⟨

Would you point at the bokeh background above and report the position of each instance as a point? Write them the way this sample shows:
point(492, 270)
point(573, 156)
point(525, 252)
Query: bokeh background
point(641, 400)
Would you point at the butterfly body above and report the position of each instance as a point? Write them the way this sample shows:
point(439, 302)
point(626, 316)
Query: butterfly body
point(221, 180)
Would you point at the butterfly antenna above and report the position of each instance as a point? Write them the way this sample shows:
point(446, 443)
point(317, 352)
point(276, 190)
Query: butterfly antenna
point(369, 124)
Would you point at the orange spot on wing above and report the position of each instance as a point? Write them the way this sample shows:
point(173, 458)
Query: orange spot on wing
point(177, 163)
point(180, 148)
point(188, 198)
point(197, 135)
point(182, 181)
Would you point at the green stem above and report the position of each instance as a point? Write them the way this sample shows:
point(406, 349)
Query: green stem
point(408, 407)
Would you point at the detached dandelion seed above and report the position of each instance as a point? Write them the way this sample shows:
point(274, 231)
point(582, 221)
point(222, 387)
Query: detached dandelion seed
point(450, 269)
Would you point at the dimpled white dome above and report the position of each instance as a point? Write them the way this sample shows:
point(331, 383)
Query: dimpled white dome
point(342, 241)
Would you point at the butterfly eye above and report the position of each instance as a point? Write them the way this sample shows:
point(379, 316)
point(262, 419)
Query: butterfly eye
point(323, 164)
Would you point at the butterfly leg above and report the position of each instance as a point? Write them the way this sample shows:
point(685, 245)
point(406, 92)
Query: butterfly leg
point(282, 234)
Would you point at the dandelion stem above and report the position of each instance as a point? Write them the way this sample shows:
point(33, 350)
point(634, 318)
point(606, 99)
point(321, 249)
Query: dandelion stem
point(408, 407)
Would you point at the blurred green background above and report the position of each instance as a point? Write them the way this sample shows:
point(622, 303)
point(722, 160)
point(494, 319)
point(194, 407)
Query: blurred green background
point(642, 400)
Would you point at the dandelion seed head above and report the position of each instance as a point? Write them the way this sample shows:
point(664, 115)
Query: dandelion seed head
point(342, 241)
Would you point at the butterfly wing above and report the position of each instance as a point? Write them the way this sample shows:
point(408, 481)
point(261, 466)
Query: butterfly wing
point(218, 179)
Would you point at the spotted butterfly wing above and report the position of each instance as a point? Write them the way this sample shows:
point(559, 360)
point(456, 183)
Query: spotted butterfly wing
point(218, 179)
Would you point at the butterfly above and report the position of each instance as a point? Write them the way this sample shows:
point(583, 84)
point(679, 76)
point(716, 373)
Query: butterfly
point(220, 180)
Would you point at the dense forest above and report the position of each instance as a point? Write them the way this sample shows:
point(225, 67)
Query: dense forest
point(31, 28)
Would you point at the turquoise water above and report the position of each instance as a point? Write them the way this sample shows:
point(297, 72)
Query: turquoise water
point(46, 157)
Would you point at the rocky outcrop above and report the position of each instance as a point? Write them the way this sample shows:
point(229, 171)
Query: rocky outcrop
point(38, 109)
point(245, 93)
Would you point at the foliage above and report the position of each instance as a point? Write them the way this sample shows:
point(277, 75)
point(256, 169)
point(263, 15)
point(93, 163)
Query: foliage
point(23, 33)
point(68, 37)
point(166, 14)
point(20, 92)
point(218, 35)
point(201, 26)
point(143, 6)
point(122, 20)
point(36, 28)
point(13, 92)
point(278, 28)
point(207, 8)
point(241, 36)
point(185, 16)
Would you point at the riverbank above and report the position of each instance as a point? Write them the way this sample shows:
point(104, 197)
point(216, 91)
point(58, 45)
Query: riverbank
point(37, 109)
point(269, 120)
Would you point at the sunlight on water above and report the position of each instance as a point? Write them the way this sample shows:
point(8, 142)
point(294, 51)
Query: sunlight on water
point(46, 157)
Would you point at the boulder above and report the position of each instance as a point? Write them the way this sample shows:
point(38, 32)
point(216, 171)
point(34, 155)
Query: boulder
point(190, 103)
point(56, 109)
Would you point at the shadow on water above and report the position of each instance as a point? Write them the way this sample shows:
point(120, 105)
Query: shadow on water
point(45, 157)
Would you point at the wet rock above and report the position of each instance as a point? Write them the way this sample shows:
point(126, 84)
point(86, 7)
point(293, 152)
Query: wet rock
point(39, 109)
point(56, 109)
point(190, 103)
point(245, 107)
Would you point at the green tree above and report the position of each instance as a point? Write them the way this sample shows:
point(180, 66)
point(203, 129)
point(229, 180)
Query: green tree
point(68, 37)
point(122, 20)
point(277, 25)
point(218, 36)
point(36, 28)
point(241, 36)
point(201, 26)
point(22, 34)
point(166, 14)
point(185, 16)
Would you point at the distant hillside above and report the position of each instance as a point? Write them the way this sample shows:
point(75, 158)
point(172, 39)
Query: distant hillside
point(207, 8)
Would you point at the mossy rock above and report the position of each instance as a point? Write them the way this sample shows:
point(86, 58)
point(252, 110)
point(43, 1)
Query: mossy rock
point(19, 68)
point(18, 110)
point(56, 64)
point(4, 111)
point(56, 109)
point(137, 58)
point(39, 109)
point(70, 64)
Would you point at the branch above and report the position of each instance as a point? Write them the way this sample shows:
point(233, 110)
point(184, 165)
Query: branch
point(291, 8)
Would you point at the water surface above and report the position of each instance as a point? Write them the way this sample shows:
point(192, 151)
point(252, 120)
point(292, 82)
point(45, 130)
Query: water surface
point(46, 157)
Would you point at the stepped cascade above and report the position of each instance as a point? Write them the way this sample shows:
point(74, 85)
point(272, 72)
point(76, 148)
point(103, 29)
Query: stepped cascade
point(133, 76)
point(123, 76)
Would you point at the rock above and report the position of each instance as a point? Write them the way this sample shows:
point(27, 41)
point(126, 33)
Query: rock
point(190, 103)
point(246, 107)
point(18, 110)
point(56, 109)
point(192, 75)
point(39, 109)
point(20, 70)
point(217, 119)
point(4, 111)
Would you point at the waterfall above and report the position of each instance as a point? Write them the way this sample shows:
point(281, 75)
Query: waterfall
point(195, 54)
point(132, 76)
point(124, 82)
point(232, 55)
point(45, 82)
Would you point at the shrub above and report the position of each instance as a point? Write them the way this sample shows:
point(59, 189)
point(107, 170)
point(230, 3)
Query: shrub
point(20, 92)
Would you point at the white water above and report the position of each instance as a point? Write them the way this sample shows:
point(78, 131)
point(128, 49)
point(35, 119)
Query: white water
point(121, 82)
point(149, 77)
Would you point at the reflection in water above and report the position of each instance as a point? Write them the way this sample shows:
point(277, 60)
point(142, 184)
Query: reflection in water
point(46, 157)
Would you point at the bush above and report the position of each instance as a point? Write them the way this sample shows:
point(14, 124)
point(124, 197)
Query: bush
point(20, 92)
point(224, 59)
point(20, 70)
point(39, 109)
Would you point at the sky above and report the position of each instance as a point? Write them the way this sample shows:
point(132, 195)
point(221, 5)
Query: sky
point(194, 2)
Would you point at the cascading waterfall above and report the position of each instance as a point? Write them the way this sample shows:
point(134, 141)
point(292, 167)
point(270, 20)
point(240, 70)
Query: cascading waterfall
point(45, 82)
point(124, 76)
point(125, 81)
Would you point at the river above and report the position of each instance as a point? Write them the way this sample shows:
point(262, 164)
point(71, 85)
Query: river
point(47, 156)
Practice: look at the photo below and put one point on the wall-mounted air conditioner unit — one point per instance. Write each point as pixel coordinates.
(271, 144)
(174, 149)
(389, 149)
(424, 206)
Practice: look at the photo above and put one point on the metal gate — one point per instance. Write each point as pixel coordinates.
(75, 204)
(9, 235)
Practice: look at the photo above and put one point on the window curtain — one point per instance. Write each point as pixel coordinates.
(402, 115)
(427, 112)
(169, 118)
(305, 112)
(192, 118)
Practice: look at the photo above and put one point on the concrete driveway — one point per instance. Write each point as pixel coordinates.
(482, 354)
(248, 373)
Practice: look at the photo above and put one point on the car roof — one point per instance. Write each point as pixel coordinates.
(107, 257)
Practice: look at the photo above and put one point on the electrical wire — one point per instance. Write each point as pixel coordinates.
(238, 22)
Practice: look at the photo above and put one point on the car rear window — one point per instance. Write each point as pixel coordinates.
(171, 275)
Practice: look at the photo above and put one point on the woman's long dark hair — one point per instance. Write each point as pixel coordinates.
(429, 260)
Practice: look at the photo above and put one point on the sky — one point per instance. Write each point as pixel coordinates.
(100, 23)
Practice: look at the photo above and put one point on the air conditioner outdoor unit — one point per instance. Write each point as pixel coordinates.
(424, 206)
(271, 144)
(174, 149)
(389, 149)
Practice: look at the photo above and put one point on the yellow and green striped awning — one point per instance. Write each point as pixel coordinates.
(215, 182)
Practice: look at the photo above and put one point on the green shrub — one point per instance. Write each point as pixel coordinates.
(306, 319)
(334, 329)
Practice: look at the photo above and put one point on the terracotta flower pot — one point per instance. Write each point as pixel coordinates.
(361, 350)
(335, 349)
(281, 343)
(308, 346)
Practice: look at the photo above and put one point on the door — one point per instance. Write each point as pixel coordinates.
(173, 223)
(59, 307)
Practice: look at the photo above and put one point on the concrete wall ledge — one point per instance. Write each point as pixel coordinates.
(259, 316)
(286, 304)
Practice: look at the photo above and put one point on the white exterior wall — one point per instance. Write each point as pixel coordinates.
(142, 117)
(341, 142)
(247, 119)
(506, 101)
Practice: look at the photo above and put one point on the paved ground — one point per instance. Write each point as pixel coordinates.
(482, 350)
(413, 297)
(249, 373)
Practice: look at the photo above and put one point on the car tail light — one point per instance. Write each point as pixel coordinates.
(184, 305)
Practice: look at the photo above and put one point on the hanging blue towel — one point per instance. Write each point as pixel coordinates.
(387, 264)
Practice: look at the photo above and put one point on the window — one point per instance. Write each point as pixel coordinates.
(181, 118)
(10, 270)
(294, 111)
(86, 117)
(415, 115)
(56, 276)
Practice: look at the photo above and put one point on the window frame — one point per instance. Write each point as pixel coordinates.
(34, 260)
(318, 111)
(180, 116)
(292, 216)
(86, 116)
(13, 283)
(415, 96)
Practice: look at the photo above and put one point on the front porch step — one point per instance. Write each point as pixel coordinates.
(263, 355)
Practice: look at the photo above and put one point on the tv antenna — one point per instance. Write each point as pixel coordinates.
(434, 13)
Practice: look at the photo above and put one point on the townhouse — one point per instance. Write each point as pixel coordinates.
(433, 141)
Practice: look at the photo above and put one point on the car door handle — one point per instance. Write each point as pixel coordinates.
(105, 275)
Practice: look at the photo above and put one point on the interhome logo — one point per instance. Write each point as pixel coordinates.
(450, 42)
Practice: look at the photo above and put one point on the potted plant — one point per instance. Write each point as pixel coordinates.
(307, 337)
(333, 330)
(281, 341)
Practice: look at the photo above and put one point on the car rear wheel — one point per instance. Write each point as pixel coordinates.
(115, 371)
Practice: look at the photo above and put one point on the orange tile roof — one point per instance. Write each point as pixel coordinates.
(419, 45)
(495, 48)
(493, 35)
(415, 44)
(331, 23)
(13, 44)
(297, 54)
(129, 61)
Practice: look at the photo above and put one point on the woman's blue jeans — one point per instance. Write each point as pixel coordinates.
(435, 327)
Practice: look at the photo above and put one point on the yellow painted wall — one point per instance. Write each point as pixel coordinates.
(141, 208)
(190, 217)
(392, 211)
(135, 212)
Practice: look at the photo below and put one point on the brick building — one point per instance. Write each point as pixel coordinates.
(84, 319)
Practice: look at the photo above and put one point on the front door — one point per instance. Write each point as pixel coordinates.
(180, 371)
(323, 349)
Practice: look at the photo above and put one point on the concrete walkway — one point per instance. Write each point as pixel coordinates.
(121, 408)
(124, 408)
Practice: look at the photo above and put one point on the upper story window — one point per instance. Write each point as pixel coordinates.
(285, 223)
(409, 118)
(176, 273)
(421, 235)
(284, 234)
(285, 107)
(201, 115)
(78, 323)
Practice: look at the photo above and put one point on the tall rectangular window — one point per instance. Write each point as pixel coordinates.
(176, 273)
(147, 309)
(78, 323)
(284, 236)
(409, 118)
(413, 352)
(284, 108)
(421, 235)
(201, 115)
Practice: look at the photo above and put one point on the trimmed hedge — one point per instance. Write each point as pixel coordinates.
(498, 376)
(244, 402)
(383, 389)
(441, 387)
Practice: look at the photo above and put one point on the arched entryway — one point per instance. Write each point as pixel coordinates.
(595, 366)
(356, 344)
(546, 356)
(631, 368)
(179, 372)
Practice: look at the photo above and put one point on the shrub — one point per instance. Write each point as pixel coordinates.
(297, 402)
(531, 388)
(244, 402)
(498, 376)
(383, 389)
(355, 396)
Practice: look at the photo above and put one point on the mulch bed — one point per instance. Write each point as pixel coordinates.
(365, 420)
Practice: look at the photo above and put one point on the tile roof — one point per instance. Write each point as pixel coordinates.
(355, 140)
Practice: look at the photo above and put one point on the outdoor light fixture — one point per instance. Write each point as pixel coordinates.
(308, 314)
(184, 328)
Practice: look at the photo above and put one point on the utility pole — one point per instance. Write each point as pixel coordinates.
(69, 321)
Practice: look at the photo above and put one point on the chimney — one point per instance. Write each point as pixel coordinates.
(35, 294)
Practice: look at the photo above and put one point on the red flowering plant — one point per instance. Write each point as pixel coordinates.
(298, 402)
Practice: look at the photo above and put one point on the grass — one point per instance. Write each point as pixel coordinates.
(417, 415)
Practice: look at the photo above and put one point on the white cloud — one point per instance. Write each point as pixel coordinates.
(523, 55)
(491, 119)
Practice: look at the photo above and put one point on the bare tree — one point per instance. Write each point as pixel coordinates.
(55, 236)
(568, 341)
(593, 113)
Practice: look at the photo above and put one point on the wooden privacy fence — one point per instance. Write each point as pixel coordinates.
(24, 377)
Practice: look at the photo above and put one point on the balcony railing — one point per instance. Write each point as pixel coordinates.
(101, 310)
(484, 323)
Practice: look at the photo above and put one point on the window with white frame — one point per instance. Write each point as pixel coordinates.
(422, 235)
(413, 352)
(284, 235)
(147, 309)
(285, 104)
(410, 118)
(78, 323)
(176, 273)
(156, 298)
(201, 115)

⟩

Beginning at the line with "point(173, 458)" and ending at the line with "Would you point at the green stem", reproduce each line of the data above exactly, and add no other lines.

point(173, 458)
Query: orange spot on wing
point(177, 163)
point(180, 148)
point(188, 198)
point(197, 135)
point(182, 181)
Would you point at the green stem above and report the position of each instance as a point? Write them the way this sample shows:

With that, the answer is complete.